__Task to carry out__.
Across the following data, state how many lines include the word "carnation". Provide the number alone.

----- Dataset entries

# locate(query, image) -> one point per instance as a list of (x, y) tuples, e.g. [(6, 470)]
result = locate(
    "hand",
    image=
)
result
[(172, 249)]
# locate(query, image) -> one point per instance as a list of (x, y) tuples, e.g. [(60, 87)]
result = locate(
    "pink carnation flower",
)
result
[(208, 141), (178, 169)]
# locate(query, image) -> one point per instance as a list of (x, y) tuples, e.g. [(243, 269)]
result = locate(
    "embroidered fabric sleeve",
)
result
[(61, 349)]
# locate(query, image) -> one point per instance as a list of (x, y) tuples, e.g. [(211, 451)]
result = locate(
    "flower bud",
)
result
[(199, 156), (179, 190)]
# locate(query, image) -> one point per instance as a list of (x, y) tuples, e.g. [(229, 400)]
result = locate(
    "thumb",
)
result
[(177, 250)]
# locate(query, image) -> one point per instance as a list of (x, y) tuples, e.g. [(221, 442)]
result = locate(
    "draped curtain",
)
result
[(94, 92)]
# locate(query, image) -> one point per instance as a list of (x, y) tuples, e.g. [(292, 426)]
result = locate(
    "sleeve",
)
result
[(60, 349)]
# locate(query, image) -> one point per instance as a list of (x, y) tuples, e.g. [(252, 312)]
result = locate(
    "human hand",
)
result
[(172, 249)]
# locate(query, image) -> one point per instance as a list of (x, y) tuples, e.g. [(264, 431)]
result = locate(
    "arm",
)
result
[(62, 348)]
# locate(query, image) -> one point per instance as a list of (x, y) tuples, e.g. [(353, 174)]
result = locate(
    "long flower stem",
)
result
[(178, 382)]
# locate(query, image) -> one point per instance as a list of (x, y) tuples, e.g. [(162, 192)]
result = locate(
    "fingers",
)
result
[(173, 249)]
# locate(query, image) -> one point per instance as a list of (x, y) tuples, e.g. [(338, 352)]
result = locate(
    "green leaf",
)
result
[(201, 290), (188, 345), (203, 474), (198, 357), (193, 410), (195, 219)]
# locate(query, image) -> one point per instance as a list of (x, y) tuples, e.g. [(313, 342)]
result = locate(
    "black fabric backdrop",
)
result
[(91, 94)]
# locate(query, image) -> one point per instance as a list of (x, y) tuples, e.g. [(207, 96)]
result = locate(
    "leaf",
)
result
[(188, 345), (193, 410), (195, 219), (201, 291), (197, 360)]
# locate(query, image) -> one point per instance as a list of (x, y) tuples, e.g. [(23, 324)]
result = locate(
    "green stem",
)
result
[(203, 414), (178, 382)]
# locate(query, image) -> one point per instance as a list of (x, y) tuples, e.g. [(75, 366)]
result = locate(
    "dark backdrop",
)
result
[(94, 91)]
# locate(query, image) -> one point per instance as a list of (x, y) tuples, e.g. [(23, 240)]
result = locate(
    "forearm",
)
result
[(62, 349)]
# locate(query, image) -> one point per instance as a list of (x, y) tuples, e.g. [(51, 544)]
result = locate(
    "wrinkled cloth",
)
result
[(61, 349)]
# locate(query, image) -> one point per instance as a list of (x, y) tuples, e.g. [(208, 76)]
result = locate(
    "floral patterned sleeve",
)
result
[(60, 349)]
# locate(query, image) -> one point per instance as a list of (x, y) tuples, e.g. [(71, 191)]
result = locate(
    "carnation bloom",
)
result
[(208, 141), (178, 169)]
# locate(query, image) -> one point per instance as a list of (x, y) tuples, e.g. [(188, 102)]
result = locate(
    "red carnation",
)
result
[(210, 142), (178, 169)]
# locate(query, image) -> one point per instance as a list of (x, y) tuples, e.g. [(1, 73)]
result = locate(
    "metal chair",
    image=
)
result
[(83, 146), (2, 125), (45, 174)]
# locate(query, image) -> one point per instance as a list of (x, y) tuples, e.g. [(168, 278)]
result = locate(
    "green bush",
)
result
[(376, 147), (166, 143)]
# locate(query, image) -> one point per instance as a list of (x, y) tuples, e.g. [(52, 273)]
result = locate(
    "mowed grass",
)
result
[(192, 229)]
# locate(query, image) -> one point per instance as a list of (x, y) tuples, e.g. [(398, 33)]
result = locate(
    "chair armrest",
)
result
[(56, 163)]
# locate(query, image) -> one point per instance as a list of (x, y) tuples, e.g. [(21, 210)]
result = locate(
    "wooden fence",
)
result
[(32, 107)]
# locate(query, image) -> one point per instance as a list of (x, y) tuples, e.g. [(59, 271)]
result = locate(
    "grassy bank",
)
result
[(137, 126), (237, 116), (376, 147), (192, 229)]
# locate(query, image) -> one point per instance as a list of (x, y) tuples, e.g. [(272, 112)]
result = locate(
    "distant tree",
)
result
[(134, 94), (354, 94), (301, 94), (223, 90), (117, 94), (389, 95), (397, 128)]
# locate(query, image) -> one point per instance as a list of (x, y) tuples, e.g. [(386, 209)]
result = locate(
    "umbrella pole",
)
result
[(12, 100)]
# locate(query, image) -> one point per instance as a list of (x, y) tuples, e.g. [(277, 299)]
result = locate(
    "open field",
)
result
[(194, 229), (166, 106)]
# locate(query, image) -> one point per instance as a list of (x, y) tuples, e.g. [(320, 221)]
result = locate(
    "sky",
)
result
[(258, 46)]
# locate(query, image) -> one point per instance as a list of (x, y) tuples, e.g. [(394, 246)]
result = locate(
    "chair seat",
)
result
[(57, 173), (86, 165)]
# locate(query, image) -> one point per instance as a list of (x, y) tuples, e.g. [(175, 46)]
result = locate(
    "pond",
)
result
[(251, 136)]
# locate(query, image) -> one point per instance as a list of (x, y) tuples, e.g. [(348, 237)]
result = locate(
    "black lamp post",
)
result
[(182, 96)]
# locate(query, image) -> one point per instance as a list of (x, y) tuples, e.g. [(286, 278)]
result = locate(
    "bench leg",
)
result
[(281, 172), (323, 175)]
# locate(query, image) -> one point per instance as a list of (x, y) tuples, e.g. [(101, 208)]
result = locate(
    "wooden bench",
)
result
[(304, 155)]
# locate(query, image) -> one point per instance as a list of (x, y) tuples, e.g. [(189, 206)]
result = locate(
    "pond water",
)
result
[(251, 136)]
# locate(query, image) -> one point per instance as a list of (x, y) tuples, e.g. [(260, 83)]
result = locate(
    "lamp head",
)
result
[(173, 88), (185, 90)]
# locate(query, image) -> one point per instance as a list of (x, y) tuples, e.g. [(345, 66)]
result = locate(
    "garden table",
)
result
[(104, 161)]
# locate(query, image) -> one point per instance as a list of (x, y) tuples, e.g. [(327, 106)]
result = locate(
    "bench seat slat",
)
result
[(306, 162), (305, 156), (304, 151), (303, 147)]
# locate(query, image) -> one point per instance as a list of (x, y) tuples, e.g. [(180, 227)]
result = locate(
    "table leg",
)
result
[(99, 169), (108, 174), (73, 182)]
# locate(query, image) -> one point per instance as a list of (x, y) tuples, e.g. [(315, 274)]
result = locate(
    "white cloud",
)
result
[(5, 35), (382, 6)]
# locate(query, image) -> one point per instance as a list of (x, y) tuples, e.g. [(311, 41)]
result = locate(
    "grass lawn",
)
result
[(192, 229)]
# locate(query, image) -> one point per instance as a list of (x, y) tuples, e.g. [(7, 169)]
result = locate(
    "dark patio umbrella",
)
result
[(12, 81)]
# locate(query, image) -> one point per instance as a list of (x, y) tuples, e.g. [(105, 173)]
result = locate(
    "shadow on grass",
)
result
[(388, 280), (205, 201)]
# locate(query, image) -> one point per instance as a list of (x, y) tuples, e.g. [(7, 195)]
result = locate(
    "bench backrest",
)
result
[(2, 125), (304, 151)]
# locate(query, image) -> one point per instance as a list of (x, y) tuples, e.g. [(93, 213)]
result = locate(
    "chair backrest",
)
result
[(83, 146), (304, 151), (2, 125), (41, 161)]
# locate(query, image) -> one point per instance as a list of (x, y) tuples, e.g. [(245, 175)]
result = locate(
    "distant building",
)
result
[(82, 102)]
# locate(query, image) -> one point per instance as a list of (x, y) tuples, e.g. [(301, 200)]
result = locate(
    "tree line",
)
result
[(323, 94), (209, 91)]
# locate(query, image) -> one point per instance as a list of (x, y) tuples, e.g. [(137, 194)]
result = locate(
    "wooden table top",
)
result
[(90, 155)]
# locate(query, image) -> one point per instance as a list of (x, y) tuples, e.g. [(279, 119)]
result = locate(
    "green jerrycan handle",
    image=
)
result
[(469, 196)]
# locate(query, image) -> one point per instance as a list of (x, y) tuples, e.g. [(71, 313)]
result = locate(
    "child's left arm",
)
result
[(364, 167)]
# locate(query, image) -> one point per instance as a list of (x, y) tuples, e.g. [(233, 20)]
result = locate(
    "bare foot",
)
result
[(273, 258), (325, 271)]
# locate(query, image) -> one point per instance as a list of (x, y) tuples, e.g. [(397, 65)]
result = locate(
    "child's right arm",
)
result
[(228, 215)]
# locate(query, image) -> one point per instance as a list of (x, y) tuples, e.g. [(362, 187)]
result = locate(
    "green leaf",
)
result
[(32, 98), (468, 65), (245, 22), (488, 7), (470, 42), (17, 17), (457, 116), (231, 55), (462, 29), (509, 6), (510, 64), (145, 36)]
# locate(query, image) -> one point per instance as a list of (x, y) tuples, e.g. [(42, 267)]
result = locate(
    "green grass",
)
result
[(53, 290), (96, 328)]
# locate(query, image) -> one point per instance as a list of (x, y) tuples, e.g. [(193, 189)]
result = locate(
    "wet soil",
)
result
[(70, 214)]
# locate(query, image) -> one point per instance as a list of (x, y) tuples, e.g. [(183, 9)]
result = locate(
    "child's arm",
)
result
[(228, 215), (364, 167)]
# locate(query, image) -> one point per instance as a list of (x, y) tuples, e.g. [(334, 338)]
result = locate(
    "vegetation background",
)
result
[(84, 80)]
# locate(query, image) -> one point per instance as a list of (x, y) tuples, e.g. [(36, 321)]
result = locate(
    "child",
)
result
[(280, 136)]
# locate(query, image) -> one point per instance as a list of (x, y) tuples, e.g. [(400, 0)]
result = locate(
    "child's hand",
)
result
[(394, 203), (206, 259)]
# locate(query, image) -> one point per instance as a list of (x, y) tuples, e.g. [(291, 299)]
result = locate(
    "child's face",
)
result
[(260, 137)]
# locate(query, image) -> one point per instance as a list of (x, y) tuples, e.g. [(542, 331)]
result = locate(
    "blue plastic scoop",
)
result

----------

__Completed task__.
3